▶ _Extract_
Personal Sabotage: The New Leisure Activity?

Jul. 2, 2012
Charles Holdefer’s novel, The Contractor, about an American black site and the use of torture in the “War on ...

We’ve all heard the speculation about how Google and Facebook and other worthies are hoarding our personal data and will sell it with highly profitable, and perhaps sinister, results. These are nervous times.

I’m like most people: I use free services, while begrudging the prospect of being used by them. Sure, I want to have it both ways. Don’t you?

That’s why I’ve recently embraced personal sabotage: I deliberately use search engines and click links to articles and products that don’t interest me, that I don’t like, and that never, in a thousand years, would I ever buy. God, no!

Why do this?

To screw up the statistics. To compromise the data. To make myself something other than a passive partner to some faraway stranger getting rich.

For instance, I don’t like accordions. That’s putting it mildly. Mind you, I have nothing against the performers as individuals — a respected friend of mine loves playing her accordion, and as far as I know, every accordionist is the salt of the earth — but I am positively allergic to the music. If hell exists, and if I go there, the soundtrack will be accordions.

But, only minutes ago, I ran a Facebook search for accordion music and clicked promiscuously on the subject for 40 seconds. Maybe an entire minute. I racked up some dubious statistics and queered my cyber profile. After stumbling across a spirited five-minute accordion solo of “Through the Eyes of Love,” I turned off the sound (of course!) and then went to the kitchen and made myself a cup of coffee.

Some people will say that they don’t have time for such foolery. They are too busy, their daily demands are too serious. To which I reply: Uh huh. How many regular internet users can honestly say, “Today, I didn’t waste a minute!” Please.

▶ _Written task_
Extend the essay on personal sabotage past its last paragraph, keeping its voice.

▶ _Point annotation records_

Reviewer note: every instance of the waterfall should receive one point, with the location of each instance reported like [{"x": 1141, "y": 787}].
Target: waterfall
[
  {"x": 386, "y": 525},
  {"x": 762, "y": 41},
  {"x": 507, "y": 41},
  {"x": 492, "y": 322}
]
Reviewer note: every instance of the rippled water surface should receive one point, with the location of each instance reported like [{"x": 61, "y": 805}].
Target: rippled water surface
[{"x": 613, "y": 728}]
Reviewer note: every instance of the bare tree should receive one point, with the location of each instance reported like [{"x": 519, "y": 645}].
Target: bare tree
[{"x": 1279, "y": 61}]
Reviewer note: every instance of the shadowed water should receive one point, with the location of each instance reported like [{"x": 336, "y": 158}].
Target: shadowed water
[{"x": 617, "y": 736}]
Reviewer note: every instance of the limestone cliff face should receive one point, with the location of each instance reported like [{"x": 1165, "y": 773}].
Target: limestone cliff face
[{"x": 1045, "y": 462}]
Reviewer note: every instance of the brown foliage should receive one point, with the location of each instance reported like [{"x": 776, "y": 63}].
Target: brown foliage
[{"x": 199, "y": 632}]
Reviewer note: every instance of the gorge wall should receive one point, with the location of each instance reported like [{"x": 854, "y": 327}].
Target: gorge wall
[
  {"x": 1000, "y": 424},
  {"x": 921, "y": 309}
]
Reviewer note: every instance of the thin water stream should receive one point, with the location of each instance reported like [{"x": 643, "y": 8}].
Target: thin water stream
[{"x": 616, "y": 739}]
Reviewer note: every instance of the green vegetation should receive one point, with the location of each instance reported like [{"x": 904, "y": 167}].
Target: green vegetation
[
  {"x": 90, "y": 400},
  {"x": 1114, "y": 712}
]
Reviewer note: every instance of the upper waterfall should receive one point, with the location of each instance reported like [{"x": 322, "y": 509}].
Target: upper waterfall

▶ _Answer to this problem_
And the good news is, personal sabotage is amazingly easy. If you fit it around your phone calls and emails and toilet breaks and other interruptions, you can leave an almost effortless trail of Fake Consumer Data without inconveniencing your necessary business.

Today, in addition to accordions, I’ve run searches on Tai Chi and Tim Burton and Nascar and quinoa — all subjects that I don’t give a damn about. If these searches result in banner or sidebar ads on my screen, it makes no difference, because I’ve developed a tunnel vision that leads me to block out them out. Putting something in front of my face doesn’t mean that I’ll see it. I suspect that I’m typical in this regard. Most internet users have acquired this selective focus. We expose ourselves, but we still want to be left alone.

_____

I have no illusions. Of course, my cyber gestures are not going to change the larger economy. But my personal sabotage does have the immediate short-term benefit of challenging the most complacent, demeaning and powerful forces at work to make me something less than an individual, and something more like a Consumer Profile.

Sentimental? Maybe… but maybe not! It wouldn’t surprise me if other people were privately doing the same thing, or would warm to the idea, once they heard about it.

What if the millions — no, the hundreds of millions — of Facebook and other social media users began celebrating a similar reluctance to be used? What if they planted beautiful nonsense and their personal sabotage became a new leisure activity?

Unlike hacking, you’re not intruding where you’re uninvited. Remember, it’s all about you.

Paradoxically, by clicking wildly and promiscuously and counter-intuitively — by lying about yourself — you’ll reclaim some autonomy and become more your own master. That’s today’s world.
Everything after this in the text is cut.